→ **THE EXERCISE**
Could you set out the rows as a numbered list, starting at the line that contains "Quick check — is there any tree canopy" and ending at the line that contains "[595,416,759,556]", with blank lines skipped? Leave the pictures out of your answer.

--- Start DATA RECORDS ---

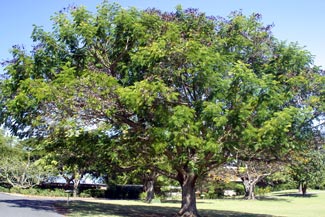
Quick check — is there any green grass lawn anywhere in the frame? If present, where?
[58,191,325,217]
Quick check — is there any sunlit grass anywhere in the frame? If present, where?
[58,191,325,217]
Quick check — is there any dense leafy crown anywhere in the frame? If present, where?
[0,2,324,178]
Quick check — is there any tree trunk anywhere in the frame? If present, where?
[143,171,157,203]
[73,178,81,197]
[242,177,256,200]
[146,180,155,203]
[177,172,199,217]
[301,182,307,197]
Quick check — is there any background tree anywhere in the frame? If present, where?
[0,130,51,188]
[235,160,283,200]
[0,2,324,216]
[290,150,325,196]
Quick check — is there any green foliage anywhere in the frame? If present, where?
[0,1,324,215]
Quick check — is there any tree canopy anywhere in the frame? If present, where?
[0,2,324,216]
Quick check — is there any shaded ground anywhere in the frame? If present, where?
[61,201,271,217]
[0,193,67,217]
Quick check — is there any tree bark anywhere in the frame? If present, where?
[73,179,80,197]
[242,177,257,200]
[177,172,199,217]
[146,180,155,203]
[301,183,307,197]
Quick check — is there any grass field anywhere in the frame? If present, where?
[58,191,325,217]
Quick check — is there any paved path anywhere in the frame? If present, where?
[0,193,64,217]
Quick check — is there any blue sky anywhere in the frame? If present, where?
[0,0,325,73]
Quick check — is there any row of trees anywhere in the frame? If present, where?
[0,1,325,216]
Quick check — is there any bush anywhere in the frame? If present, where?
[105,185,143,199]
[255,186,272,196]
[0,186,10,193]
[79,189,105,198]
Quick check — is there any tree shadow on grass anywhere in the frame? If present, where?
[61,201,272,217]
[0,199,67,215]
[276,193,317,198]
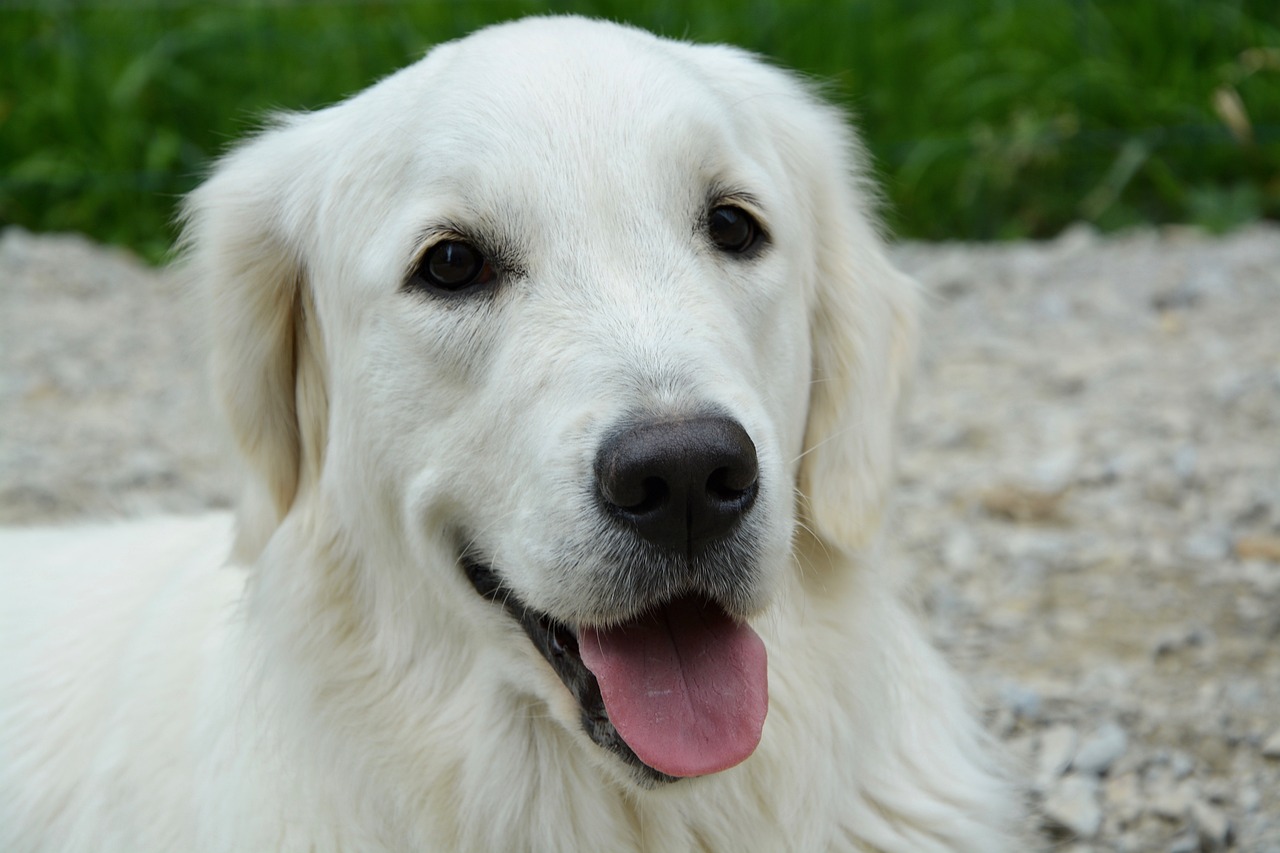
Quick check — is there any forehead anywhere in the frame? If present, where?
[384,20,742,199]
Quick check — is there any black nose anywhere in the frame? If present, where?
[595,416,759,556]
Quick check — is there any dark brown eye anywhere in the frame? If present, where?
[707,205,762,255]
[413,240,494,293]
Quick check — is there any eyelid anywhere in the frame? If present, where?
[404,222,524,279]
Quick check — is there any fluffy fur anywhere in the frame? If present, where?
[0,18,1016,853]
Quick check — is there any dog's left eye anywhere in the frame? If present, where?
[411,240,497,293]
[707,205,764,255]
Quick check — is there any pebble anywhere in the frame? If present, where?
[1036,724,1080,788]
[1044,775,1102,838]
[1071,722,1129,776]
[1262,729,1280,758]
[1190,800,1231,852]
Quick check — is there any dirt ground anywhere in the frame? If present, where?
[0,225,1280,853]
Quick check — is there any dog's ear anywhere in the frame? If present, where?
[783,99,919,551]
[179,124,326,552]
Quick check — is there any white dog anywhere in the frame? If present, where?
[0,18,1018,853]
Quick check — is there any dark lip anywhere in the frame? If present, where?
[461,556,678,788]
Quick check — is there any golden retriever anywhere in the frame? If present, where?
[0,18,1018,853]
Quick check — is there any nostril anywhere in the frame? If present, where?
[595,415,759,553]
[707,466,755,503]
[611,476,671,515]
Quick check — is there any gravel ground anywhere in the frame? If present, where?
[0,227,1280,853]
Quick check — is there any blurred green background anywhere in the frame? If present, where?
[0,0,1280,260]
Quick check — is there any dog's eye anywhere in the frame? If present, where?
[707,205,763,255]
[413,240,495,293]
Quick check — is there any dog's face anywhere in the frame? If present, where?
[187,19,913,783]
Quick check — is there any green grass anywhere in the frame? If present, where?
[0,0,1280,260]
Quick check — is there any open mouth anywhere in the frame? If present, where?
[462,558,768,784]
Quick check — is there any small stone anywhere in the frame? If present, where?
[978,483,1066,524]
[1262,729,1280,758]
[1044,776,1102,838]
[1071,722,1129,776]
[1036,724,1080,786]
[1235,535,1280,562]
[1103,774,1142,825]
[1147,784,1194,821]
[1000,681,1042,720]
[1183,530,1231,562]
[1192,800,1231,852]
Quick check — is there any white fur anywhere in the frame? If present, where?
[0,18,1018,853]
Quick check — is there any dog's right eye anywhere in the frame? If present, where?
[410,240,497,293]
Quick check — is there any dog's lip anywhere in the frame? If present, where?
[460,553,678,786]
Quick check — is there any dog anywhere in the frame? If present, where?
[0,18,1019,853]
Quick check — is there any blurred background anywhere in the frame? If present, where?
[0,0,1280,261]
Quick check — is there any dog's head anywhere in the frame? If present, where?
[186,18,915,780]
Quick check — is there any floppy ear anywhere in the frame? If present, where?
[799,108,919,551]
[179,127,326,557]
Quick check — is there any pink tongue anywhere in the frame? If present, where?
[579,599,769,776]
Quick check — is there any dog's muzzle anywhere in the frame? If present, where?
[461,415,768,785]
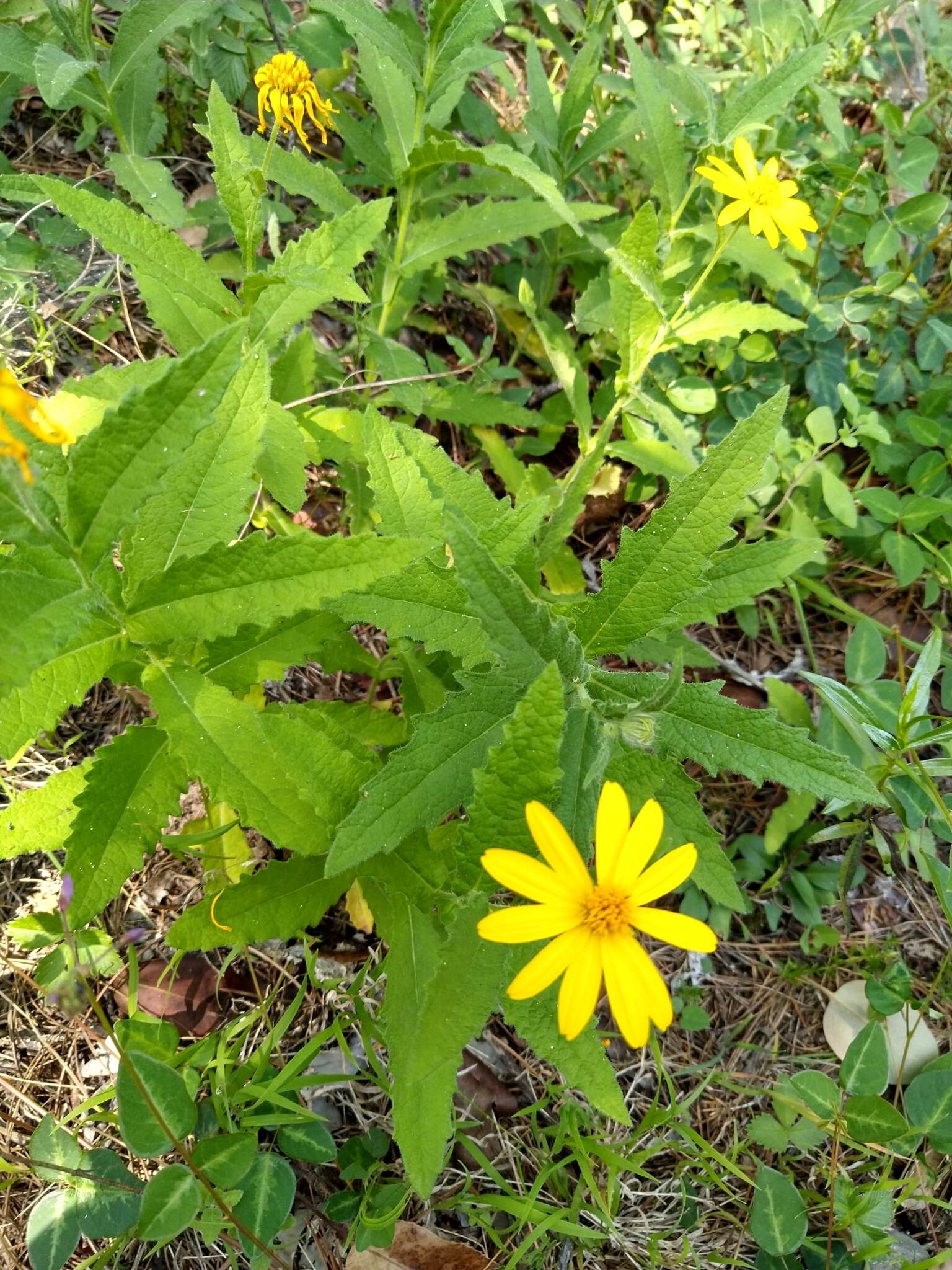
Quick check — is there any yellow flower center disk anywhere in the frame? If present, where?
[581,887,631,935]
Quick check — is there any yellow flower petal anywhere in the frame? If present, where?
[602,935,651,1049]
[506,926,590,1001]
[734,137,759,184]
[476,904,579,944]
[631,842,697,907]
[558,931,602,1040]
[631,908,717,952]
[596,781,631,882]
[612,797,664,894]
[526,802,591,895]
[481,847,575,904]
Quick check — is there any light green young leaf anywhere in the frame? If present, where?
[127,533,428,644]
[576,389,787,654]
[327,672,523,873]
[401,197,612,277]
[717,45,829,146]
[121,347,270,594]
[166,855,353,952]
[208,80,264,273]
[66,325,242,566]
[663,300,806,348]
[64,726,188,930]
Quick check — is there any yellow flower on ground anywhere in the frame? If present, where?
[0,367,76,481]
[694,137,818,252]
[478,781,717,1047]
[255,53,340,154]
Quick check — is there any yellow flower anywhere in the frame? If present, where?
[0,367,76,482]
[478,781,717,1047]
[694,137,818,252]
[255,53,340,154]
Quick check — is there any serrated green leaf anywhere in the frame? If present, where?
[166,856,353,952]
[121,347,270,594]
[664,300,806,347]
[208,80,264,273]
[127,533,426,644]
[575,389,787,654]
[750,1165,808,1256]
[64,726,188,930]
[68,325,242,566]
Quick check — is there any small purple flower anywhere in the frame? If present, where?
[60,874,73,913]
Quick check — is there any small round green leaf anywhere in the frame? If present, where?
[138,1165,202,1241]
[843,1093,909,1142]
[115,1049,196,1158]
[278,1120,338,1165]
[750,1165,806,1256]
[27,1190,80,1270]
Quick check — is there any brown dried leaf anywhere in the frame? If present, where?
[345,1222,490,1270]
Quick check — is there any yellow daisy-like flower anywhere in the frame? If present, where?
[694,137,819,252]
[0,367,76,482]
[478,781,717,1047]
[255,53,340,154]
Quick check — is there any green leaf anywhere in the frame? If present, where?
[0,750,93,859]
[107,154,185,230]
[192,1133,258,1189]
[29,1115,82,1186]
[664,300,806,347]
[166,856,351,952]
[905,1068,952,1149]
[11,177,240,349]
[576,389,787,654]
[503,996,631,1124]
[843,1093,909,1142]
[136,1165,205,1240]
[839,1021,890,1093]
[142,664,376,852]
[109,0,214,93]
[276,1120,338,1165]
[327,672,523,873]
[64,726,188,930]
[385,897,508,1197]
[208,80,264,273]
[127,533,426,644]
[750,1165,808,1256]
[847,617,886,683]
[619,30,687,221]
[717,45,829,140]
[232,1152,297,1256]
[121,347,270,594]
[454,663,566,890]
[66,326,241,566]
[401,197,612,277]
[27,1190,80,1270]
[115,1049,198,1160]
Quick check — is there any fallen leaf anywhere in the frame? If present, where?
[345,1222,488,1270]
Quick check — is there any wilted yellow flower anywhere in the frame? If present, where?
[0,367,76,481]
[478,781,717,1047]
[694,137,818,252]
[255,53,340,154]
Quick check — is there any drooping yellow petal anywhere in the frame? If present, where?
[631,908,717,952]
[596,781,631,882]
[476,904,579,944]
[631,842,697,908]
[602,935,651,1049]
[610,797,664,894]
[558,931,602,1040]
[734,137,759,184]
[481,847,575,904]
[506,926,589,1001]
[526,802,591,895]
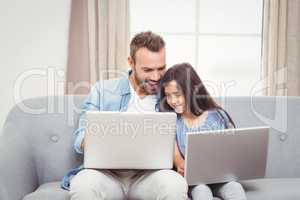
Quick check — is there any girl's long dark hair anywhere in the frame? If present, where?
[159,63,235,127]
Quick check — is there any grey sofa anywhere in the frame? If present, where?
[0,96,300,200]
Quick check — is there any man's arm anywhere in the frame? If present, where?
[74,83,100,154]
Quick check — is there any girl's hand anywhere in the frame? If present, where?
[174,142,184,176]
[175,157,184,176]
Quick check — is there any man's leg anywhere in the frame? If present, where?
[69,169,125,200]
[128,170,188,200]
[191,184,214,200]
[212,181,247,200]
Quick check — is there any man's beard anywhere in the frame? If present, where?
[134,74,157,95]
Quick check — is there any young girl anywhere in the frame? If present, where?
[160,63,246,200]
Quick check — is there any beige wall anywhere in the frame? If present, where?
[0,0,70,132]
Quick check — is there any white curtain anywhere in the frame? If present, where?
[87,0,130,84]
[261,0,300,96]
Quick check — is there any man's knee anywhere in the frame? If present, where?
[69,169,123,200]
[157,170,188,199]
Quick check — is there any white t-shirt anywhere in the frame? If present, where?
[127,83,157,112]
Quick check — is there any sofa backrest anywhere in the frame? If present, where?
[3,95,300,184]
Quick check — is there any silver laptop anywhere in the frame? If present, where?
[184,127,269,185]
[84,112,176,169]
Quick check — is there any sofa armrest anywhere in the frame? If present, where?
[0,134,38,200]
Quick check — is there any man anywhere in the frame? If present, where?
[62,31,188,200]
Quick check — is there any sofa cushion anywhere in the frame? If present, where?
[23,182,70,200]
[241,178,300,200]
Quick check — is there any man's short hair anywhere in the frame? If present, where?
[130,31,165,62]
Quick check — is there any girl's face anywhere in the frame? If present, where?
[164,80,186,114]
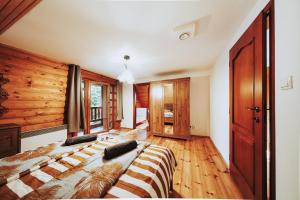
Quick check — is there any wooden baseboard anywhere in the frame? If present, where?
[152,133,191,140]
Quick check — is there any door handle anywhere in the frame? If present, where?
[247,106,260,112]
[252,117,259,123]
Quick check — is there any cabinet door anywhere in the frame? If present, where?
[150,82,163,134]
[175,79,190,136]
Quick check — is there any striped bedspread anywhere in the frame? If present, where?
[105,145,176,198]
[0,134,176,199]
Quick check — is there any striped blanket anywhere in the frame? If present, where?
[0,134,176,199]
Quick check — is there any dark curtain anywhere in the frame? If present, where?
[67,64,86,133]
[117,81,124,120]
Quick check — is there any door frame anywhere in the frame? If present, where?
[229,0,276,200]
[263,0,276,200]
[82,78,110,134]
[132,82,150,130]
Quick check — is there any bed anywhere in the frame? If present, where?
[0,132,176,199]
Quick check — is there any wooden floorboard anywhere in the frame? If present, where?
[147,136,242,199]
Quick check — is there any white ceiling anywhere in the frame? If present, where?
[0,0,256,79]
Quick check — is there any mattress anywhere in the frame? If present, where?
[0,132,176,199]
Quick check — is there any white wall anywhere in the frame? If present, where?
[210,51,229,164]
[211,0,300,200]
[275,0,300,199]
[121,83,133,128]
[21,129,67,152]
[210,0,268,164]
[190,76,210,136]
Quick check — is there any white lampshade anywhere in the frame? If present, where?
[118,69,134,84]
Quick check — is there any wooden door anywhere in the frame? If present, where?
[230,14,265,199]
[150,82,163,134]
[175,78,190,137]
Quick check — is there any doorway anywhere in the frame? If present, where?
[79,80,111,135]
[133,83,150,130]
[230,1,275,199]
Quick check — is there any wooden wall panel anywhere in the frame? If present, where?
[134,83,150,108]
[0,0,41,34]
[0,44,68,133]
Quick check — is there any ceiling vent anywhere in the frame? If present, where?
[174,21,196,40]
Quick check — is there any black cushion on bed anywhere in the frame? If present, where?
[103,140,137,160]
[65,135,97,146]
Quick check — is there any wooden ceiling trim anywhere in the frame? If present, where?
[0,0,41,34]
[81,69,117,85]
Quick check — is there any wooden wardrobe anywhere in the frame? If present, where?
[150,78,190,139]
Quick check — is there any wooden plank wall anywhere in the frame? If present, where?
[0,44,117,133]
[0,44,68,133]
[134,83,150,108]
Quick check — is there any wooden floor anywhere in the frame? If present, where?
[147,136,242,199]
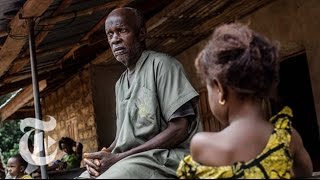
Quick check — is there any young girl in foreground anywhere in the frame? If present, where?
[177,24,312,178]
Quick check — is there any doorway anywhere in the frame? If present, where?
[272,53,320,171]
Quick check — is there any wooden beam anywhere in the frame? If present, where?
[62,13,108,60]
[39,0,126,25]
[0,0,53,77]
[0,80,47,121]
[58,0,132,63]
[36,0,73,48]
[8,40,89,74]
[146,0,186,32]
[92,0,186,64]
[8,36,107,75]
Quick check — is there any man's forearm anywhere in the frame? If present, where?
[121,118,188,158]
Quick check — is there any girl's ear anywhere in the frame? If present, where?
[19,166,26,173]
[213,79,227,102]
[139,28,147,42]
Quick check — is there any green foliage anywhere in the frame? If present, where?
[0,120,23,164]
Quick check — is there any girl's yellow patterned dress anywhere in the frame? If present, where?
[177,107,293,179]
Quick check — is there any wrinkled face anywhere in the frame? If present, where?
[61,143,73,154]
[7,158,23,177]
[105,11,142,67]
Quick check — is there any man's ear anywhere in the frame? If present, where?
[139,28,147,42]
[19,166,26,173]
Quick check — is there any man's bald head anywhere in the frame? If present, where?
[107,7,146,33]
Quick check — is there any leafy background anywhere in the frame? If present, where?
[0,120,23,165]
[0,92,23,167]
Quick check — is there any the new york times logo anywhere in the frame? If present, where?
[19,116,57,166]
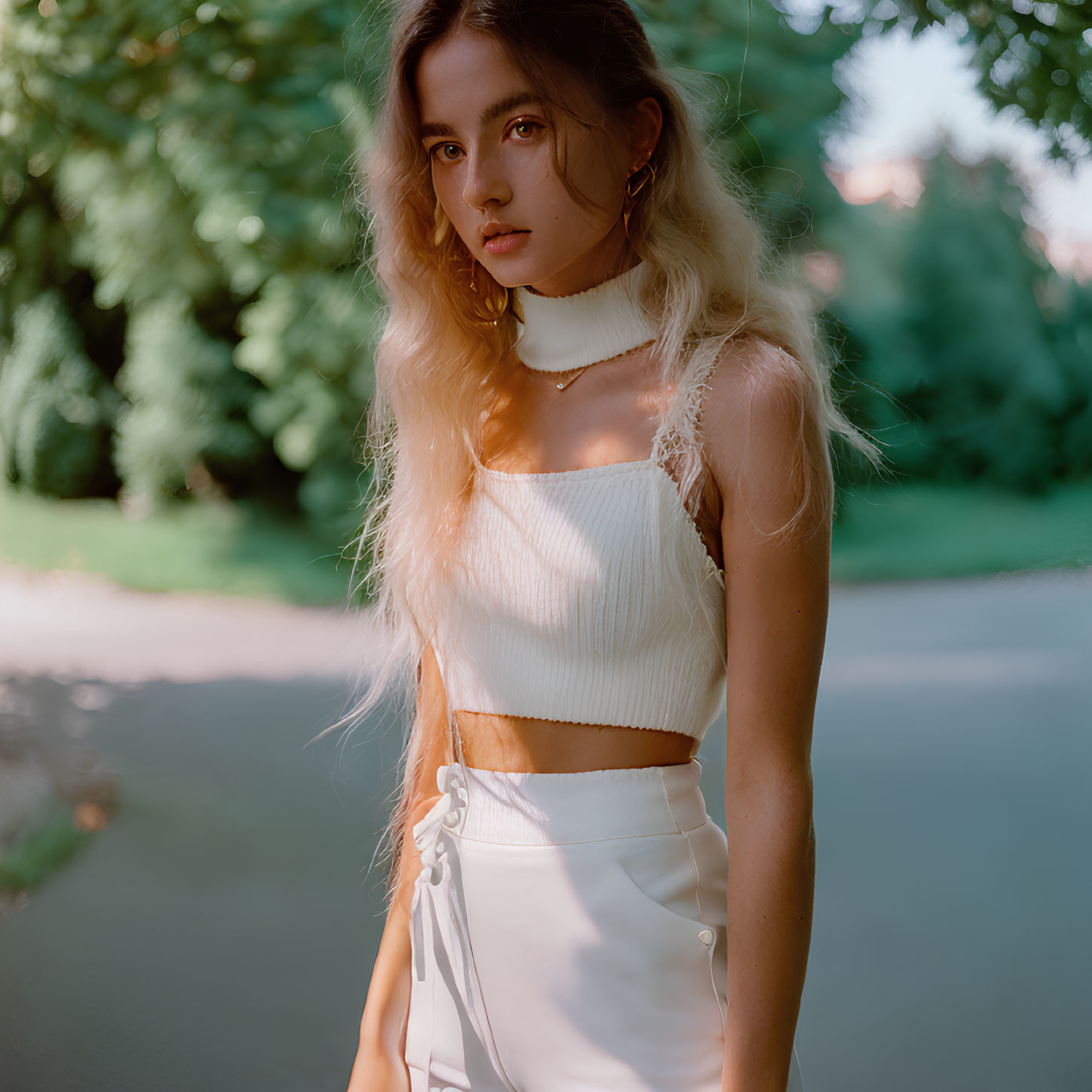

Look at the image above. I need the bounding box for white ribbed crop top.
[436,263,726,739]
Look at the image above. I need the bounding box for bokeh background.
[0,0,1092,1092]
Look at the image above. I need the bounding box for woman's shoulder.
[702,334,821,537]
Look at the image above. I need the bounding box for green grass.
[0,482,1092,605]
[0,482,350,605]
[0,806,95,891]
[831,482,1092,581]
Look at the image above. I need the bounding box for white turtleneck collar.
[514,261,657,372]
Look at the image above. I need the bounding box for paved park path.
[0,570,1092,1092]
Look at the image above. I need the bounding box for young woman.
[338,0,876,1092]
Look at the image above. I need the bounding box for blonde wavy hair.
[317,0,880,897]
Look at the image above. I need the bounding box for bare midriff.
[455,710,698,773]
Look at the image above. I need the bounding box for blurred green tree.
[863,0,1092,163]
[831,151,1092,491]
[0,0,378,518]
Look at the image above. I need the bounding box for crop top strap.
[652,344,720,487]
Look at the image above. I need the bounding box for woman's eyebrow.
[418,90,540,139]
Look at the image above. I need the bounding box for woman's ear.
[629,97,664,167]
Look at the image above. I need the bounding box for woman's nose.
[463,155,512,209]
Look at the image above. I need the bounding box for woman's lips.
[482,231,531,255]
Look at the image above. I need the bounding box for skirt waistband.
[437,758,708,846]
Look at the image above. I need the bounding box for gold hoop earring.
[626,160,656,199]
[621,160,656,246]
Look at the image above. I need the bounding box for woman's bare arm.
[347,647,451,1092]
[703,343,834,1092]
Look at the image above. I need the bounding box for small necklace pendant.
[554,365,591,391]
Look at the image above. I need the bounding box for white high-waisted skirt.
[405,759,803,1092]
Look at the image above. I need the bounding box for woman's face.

--- End DATA RECORDS ---

→ **EXPECTED OUTPUT**
1. Quick check — is there any tree canopy anywhere in the frame? If present, where?
2. [0,2,324,216]
3. Quick check — is there any shaded ground anywhere in the frame? If present, where?
4. [61,201,271,217]
5. [0,193,67,217]
6. Quick check — is there any tree bark anywhere in the frame? If present, where?
7. [73,179,80,197]
8. [242,177,257,200]
9. [177,172,199,217]
10. [146,180,155,203]
11. [301,183,307,197]
12. Quick check — is there any grass field anywhere in the frame? If present, where?
13. [58,191,325,217]
14. Quick check — is there any paved path anywhere in the frame? If present, where?
15. [0,193,64,217]
16. Quick check — is there any blue sky anywhere in the frame? If present, where?
17. [0,0,325,73]
18. Quick check — is there any row of trees anywhere in the frame? If present, where?
19. [0,1,325,216]
20. Quick check — is there any bush anywhere in the frame? If present, where?
21. [105,185,143,199]
22. [255,186,272,196]
23. [0,186,10,193]
24. [79,189,105,198]
25. Quick check — is there any tree shadow on grass anywhere in the frame? If present, where?
26. [61,201,272,217]
27. [0,199,67,215]
28. [276,193,317,198]
29. Quick check — is there any forehead anywhere in the frame? If present, where?
30. [384,20,742,199]
31. Quick check — is there any black nose anywhere in the frame? If present, where?
32. [595,416,759,556]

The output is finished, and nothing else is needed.